--- START ---
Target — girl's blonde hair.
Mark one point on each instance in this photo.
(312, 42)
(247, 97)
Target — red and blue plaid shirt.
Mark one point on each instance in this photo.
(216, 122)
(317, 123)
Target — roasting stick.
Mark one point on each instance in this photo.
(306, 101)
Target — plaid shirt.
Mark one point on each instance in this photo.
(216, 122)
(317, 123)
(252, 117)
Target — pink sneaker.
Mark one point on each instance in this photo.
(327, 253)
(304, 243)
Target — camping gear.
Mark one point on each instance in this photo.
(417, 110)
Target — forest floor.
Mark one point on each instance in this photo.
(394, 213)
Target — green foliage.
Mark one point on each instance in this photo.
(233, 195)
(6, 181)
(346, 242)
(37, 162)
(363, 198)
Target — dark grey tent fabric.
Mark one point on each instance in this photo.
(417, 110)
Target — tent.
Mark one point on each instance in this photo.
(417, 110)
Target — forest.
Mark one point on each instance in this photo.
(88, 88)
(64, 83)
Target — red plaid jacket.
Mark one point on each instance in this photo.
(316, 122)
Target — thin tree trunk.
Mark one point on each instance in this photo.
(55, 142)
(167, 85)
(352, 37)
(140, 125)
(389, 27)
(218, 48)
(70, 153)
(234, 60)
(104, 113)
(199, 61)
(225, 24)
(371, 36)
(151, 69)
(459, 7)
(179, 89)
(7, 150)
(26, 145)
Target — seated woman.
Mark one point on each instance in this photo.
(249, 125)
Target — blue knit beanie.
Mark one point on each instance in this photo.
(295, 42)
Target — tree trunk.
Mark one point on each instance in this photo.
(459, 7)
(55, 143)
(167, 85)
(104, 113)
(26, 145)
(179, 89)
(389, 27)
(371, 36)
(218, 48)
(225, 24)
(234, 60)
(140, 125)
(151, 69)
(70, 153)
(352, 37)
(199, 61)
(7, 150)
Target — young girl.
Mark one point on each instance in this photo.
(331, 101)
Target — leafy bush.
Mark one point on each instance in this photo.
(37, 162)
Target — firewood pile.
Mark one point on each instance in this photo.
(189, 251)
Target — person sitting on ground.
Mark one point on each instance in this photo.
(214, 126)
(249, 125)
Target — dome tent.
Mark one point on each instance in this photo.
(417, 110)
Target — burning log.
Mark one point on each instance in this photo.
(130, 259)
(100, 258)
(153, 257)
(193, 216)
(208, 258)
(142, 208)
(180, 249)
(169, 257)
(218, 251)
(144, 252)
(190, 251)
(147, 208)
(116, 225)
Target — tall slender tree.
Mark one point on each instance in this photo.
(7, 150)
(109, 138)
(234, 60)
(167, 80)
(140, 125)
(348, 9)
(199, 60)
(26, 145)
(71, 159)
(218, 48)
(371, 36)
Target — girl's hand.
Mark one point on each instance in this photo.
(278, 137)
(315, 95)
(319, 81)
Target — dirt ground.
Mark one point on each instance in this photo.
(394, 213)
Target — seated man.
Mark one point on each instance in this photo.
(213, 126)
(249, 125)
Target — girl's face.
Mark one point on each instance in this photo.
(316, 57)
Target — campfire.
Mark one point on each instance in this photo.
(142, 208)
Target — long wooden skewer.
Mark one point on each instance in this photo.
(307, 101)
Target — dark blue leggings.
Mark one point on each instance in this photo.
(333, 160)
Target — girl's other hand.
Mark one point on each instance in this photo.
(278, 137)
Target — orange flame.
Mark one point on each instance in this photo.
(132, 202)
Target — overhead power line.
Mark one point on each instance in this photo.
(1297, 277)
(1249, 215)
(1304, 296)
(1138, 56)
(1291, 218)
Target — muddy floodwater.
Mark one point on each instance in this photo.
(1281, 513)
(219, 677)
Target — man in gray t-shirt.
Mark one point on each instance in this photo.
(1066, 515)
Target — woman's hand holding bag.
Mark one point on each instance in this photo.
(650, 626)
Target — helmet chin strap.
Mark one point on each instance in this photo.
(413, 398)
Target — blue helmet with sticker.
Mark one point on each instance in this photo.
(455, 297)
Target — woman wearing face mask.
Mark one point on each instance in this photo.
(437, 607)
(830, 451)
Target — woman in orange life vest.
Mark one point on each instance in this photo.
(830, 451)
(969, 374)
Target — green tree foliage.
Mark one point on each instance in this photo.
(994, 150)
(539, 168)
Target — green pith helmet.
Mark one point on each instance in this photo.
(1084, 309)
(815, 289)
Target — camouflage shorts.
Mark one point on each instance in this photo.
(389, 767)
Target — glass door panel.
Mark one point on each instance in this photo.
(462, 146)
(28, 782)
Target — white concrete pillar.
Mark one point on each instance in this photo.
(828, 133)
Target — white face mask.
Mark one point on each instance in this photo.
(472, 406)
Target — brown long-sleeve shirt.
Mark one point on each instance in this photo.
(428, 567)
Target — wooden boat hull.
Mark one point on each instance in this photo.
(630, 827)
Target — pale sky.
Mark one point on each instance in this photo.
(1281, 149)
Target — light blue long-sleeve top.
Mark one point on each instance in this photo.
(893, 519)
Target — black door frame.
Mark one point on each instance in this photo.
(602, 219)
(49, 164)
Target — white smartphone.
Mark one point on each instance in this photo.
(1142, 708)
--- END ---
Please repeat word for word the lines above that run from the beginning through the line containing "Target — tree trunk.", keeping both the first and that last line.

= Task answer =
Target — girl's blonde hair.
Mark one point on each instance in this photo.
(312, 42)
(247, 97)
Target — red and blue plaid shirt.
Mark one point on each instance in this photo.
(216, 122)
(317, 123)
Target — roasting stick.
Mark one point on each instance in this photo.
(306, 101)
Target — plaid shirt.
Mark one point on each instance in this photo.
(216, 122)
(317, 123)
(252, 117)
Target — pink sneaker.
Mark one point on each instance in this photo.
(327, 253)
(304, 243)
Target — camping gear.
Mark one point on each instance in this photo.
(417, 110)
Target — forest floor.
Mark one point on each instance in this photo.
(394, 213)
Target — green foliage.
Mark one point on each instance in this photo.
(233, 195)
(6, 181)
(346, 242)
(37, 162)
(363, 198)
Target — dark grey tent fabric.
Mark one point on each instance in this photo.
(417, 110)
Target — tent.
Mark one point on each instance in this photo.
(417, 110)
Target — forest.
Mark one point on each instance in this photo.
(88, 88)
(64, 83)
Target — red plaid jacket.
Mark one point on each instance in this photo.
(316, 122)
Target — thin tree trunk.
Mark one point on each instance in this photo.
(55, 142)
(167, 85)
(352, 37)
(140, 125)
(389, 27)
(218, 48)
(70, 153)
(234, 60)
(104, 113)
(199, 61)
(225, 24)
(371, 36)
(151, 69)
(459, 7)
(179, 89)
(7, 150)
(26, 145)
Target — seated woman.
Mark one point on each instance in this photo.
(249, 125)
Target — blue knit beanie.
Mark one point on each instance in this photo.
(295, 42)
Target — tree trunk.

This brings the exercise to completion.